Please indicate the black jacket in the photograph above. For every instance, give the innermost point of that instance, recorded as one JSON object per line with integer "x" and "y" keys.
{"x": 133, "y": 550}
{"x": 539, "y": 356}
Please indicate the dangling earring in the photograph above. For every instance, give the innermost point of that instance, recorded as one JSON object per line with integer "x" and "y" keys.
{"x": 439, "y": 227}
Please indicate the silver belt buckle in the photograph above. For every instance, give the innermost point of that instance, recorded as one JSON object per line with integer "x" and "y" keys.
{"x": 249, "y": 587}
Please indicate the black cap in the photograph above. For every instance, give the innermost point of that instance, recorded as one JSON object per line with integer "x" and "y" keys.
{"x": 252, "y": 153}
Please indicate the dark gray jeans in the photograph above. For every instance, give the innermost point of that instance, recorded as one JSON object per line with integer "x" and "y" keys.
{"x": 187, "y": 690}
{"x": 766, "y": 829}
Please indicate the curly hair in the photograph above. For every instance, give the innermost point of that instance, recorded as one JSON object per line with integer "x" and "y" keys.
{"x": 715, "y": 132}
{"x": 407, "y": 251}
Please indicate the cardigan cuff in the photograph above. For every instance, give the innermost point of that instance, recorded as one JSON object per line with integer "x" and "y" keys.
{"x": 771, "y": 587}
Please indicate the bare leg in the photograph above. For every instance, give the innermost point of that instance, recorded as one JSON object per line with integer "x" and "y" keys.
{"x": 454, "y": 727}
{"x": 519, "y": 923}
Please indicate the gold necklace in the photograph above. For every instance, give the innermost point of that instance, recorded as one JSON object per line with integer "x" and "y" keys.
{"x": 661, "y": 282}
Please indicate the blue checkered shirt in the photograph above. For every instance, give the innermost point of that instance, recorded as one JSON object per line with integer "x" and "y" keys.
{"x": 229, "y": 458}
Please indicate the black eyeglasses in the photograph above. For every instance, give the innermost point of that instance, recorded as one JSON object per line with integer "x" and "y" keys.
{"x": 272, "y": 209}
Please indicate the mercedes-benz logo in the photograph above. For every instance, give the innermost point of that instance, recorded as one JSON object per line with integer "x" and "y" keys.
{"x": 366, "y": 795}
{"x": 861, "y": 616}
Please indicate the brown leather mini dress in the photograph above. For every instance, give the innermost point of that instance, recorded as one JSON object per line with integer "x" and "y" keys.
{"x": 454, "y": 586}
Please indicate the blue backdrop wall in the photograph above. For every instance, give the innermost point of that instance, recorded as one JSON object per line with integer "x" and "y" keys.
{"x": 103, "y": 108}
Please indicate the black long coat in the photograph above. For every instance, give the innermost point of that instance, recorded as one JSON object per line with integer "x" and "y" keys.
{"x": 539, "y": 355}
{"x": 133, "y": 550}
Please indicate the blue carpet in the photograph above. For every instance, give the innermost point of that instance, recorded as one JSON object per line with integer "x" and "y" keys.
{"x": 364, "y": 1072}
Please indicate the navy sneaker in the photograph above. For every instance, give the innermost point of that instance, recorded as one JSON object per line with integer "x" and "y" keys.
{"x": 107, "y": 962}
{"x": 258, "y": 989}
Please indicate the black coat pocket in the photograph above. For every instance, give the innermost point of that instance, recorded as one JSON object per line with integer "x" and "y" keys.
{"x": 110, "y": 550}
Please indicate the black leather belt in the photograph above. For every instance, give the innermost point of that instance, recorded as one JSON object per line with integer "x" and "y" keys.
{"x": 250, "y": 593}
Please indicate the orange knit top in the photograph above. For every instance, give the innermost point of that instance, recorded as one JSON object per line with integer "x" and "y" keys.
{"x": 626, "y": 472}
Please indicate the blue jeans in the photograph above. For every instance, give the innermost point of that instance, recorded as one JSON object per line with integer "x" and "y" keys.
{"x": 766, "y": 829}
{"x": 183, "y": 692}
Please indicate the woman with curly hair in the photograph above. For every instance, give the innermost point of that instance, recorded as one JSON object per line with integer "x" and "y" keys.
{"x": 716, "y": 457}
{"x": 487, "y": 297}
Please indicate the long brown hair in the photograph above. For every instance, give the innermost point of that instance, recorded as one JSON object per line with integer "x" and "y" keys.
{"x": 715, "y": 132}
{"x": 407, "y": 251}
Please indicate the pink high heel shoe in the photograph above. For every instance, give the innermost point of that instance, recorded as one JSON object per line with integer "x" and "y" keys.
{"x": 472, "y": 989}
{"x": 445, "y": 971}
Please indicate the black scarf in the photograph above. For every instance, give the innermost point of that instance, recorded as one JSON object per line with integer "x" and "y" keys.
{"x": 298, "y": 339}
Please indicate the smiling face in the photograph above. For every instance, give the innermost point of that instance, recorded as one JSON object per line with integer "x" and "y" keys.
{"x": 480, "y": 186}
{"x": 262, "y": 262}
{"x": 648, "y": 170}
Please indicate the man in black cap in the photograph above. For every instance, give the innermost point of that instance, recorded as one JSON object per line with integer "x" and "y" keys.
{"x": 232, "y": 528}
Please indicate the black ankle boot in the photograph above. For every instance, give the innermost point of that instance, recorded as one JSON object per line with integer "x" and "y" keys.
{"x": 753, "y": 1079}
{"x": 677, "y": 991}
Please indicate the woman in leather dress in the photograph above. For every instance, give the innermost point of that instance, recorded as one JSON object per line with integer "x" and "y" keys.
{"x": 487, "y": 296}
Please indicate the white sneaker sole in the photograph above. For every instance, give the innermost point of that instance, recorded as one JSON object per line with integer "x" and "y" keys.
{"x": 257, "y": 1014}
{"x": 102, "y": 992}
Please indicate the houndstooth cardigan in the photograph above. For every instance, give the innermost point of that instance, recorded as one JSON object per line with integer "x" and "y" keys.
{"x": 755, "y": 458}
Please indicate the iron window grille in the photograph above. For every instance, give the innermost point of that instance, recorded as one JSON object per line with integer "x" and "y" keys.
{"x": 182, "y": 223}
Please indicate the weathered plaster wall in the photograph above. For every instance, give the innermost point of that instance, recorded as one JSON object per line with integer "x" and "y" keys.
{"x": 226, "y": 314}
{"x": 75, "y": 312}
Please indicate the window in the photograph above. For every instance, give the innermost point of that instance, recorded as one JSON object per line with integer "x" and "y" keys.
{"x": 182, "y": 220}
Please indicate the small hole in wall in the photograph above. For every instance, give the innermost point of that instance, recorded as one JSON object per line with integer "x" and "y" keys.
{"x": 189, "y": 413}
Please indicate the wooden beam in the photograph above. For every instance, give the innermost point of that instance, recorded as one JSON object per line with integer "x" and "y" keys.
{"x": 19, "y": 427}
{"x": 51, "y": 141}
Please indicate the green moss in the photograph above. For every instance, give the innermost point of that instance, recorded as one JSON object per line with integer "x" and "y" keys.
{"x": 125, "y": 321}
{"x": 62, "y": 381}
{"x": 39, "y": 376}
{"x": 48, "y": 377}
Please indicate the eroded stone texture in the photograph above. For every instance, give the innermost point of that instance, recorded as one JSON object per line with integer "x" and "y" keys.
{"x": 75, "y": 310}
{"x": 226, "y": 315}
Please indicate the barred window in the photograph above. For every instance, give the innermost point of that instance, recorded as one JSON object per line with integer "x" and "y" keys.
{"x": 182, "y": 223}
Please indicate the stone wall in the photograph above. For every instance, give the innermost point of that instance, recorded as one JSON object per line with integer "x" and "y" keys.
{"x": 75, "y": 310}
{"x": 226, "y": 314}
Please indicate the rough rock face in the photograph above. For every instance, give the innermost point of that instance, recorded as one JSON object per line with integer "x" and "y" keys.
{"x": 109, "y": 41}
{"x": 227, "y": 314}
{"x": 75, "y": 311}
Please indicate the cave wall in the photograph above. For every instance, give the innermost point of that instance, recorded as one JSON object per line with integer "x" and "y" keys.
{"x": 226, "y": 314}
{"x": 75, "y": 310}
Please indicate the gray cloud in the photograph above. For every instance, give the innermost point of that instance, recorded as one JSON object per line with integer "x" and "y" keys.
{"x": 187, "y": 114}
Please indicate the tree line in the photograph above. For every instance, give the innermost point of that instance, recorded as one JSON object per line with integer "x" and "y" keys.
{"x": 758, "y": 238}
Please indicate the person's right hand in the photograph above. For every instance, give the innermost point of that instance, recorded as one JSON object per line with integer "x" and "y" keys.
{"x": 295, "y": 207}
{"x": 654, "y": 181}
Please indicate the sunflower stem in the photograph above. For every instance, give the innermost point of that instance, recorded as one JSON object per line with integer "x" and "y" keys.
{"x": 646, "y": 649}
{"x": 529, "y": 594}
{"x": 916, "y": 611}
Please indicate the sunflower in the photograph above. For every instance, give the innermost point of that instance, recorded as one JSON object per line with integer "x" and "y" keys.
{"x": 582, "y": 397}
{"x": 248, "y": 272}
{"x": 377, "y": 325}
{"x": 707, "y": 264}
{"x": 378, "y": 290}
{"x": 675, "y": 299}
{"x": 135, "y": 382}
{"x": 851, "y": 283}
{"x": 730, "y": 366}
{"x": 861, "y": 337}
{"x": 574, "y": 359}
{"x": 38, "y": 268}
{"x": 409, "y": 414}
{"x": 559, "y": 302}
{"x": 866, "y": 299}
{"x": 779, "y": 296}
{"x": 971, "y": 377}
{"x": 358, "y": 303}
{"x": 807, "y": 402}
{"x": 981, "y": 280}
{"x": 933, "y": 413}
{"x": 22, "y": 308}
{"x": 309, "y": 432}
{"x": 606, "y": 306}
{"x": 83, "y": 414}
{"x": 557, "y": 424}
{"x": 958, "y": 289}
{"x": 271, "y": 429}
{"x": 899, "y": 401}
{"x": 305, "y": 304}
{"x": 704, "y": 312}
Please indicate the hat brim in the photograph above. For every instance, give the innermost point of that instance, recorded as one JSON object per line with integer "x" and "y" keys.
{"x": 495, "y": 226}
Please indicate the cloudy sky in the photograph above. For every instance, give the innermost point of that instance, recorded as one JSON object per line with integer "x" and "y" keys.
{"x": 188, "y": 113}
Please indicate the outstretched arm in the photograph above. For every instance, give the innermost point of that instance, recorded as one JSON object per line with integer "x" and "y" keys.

----

TO BE DONE →
Beginning at the line that holds "Please indicate the hat", write out word for word each line through the end of the records.

TASK SOLUTION →
Please indicate the hat brim in the photograph above. For every instance, give the innermost point of that instance, recorded as one JSON object per line with integer "x" and "y" keys.
{"x": 495, "y": 226}
Please indicate the cloudy sky in the photograph above. For every instance, give the innermost point of that instance, recorded as one JSON object per line with integer "x" and "y" keys.
{"x": 188, "y": 113}
Please indicate the outstretched arm in the photograph above. For every instance, give the innermost point of that instance, recorded as one JSON object per line with integer "x" and "y" keys.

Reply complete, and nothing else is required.